## Source passage:

Correspondence Address:
Giulio Anichini
Department of Neurosurgery, Aberdeen Royal Infirmary, NHS Grampian, Edinburgh, Scotland, UK

DOI:10.4103/2152-7806.183520

Copyright: © 2016 Surgical Neurology International This is an open access article distributed under the terms of the Creative Commons Attribution-NonCommercial-ShareAlike 3.0 License, which allows others to remix, tweak, and build upon the work non-commercially, as long as the author is credited and the new creations are licensed under the identical terms.

How to cite this article: Anichini G, Iqbal M, Rafiq NM, Ironside JW, Kamel M. Sacrificing the superior petrosal vein during microvascular decompression. Is it safe? Learning the hard way. Case report and review of literature. Surg Neurol Int 03-Jun-2016;7:

How to cite this URL: Anichini G, Iqbal M, Rafiq NM, Ironside JW, Kamel M. Sacrificing the superior petrosal vein during microvascular decompression. Is it safe? Learning the hard way. Case report and review of literature. Surg Neurol Int 03-Jun-2016;7:. Available from: http://surgicalneurologyint.com/surgicalint_articles/sacrificing-the-superior-petrosal-vein-during-microvascular-decompression-is-it-safe-learning-the-hard-way-case-report-and-review-of-literature/

Date of Submission
14-Sep-2015

Date of Acceptance
08-Feb-2016

Date of Web Publication
03-Jun-2016

Abstract

Background:Venous infarction as a complication of microvascular decompression (MVD) is a recognized but extremely rare occurrence in an otherwise standard neurosurgical procedure. Sacrificing one or more veins is considered safe by majority of experienced surgeons and authors. However, in the recent years, there has been growing debate about the management of venous trigeminal compression and/or superior petrosal complex (separation vs. coagulation and cutting of the vein), with few papers describing mild to severe complications related to venous sacrifice.

Case Description:We report our dramatic experience during re-exploration for MVD on a male who developed massive cerebellar, brainstem, and brain infarction. Extensive analysis of surgical planning and literature debate about this topic is also reported.

Conclusion:Despite rare, venous infarction after venous sacrifice in MVD is possible and can have catastrophic consequences. We would advise: (1) To try preserving the vein anytime this is possible, especially if it is large in size; (2) if it is decided to sacrifice the vein temporary occlusion while observing changed in the neurophysiology might be safer; (3) when planning an MVD for suspected venous compression, possible alternative forms of treatment should also be considered.

## Provided material:

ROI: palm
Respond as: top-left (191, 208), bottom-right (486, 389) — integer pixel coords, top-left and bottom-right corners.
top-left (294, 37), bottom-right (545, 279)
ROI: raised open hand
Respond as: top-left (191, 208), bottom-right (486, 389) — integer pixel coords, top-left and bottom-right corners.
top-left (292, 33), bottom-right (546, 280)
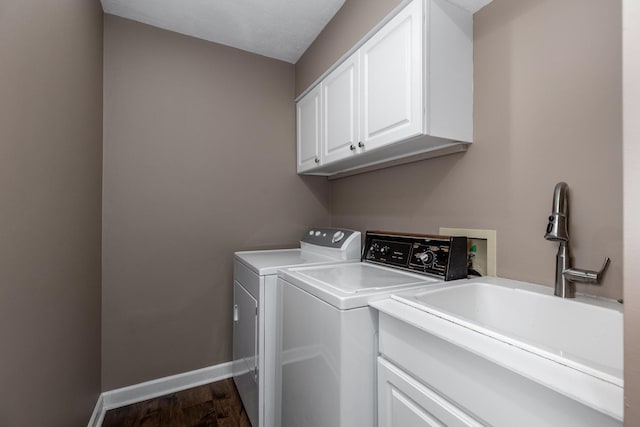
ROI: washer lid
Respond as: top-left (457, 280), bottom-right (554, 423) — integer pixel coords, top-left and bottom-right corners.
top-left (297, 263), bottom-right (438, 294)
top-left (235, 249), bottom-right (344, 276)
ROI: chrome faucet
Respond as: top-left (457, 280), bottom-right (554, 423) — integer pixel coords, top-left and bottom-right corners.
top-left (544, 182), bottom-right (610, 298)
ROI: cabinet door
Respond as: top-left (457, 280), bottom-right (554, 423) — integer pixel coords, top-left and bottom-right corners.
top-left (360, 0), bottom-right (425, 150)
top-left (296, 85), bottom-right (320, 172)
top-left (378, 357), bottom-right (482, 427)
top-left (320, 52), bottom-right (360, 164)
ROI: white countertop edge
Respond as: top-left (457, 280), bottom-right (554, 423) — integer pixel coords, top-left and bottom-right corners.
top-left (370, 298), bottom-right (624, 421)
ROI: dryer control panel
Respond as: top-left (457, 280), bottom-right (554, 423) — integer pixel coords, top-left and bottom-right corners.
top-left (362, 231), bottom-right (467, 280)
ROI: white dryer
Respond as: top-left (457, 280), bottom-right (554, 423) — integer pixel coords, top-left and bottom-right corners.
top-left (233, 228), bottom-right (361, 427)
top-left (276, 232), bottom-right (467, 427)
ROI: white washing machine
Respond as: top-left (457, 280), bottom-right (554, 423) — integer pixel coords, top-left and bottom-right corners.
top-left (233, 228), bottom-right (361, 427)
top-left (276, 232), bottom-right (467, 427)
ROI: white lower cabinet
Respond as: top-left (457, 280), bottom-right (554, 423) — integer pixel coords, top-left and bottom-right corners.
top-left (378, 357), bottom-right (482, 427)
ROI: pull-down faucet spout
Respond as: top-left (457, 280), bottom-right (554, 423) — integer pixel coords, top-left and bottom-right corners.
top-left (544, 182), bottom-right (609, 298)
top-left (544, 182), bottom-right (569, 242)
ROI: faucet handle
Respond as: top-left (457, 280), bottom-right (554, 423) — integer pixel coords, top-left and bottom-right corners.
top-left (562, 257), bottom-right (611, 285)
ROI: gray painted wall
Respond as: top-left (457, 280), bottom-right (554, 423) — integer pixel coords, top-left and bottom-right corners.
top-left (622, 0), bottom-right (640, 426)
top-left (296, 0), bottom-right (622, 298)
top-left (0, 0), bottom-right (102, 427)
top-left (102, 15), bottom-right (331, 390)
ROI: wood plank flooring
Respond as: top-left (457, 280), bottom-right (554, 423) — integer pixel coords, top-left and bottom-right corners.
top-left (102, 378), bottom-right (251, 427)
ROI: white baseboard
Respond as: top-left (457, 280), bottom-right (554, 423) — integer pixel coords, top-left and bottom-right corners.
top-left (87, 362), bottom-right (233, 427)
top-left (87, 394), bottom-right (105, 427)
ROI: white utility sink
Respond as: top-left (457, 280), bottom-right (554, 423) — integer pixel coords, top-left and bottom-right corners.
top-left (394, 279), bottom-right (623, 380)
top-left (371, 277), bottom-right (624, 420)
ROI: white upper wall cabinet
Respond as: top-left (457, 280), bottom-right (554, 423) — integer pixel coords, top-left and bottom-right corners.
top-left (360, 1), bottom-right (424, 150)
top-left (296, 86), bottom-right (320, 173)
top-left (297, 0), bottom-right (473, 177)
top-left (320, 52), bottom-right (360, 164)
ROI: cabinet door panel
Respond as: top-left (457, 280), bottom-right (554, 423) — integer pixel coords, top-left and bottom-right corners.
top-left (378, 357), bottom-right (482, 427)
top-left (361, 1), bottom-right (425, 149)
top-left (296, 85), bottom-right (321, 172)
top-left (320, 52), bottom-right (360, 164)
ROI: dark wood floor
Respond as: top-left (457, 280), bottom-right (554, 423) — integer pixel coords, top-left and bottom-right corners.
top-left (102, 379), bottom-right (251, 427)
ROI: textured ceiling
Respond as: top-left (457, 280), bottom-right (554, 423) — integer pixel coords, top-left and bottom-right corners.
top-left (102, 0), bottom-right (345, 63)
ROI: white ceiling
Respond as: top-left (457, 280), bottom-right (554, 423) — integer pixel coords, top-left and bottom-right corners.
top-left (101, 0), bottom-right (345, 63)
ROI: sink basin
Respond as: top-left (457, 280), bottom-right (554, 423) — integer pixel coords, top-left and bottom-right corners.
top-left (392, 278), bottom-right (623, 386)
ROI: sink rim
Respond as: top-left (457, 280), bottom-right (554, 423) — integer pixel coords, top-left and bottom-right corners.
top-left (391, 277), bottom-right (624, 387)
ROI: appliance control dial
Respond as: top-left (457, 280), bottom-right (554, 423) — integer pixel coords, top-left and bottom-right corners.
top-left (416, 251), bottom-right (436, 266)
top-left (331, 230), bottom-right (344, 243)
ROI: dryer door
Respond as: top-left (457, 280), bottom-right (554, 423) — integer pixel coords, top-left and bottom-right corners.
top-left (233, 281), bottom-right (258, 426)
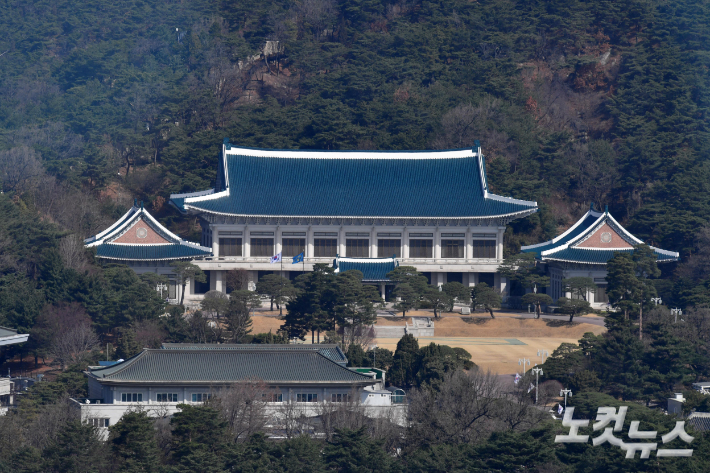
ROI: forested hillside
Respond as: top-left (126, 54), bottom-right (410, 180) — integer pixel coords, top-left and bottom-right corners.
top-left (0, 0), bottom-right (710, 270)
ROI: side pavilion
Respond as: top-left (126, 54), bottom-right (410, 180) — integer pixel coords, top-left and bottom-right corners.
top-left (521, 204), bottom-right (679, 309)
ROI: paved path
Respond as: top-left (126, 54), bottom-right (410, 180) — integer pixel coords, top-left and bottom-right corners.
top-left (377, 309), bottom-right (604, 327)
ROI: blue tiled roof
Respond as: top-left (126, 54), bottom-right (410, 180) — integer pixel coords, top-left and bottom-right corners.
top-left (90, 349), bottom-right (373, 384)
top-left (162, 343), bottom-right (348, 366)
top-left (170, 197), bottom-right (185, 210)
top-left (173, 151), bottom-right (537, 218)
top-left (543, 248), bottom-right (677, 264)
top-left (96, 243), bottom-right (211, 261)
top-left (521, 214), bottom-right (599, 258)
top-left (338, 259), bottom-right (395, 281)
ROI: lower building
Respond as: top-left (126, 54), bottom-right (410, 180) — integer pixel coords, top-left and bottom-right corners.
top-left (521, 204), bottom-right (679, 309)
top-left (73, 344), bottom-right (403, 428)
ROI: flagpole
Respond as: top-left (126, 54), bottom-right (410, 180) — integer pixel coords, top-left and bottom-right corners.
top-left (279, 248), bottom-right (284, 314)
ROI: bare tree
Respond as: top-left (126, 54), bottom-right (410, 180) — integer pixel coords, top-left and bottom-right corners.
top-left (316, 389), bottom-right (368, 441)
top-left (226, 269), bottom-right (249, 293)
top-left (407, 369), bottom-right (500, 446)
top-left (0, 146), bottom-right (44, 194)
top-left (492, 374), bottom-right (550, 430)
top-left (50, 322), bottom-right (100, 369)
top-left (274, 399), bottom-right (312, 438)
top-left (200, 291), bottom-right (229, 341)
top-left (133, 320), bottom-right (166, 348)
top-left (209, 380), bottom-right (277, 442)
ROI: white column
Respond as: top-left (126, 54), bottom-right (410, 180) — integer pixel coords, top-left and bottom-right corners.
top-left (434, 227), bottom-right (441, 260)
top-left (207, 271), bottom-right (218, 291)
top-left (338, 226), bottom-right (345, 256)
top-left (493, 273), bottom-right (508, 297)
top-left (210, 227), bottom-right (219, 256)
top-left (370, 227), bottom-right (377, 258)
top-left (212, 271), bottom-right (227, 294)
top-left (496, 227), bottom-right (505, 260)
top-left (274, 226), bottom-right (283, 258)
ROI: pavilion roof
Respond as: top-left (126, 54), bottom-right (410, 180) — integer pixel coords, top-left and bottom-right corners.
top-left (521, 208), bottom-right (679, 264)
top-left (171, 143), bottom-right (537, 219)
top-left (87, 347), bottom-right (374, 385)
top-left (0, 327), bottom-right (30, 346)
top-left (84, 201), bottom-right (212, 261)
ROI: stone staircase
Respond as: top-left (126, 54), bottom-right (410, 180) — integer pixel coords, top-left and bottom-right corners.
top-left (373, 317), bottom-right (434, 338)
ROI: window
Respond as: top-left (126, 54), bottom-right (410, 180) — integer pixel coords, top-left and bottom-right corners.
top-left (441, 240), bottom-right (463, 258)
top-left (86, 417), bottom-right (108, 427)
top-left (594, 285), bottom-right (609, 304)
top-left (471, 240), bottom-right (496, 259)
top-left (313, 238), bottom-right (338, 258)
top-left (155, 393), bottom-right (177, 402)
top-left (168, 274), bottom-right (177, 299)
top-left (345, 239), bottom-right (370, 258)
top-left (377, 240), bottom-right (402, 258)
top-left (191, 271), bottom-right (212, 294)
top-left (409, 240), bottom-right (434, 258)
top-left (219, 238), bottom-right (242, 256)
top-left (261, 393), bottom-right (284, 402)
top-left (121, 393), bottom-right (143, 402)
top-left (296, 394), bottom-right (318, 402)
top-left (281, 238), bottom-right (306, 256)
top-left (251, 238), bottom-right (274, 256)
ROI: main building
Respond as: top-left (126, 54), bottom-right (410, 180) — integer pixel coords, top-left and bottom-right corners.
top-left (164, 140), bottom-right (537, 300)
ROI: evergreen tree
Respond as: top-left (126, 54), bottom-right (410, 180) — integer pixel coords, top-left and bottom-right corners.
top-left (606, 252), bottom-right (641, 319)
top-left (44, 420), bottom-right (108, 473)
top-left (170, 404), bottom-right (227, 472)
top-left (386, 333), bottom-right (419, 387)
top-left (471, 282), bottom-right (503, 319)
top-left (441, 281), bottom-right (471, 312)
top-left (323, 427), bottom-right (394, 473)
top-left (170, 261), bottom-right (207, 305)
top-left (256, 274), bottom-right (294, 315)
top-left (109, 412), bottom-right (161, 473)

## Problem statement:
Answer these questions from the case report excerpt:
1. On what date was the article accepted?
2. Under which license is the article distributed?
3. In what parts of the body did the male patient develop infarction?

## Result of this exercise:
1. 08-Feb-2016.
2. The Creative Commons Attribution-NonCommercial-ShareAlike 3.0 License.
3. The cerebellum, brainstem, and brain.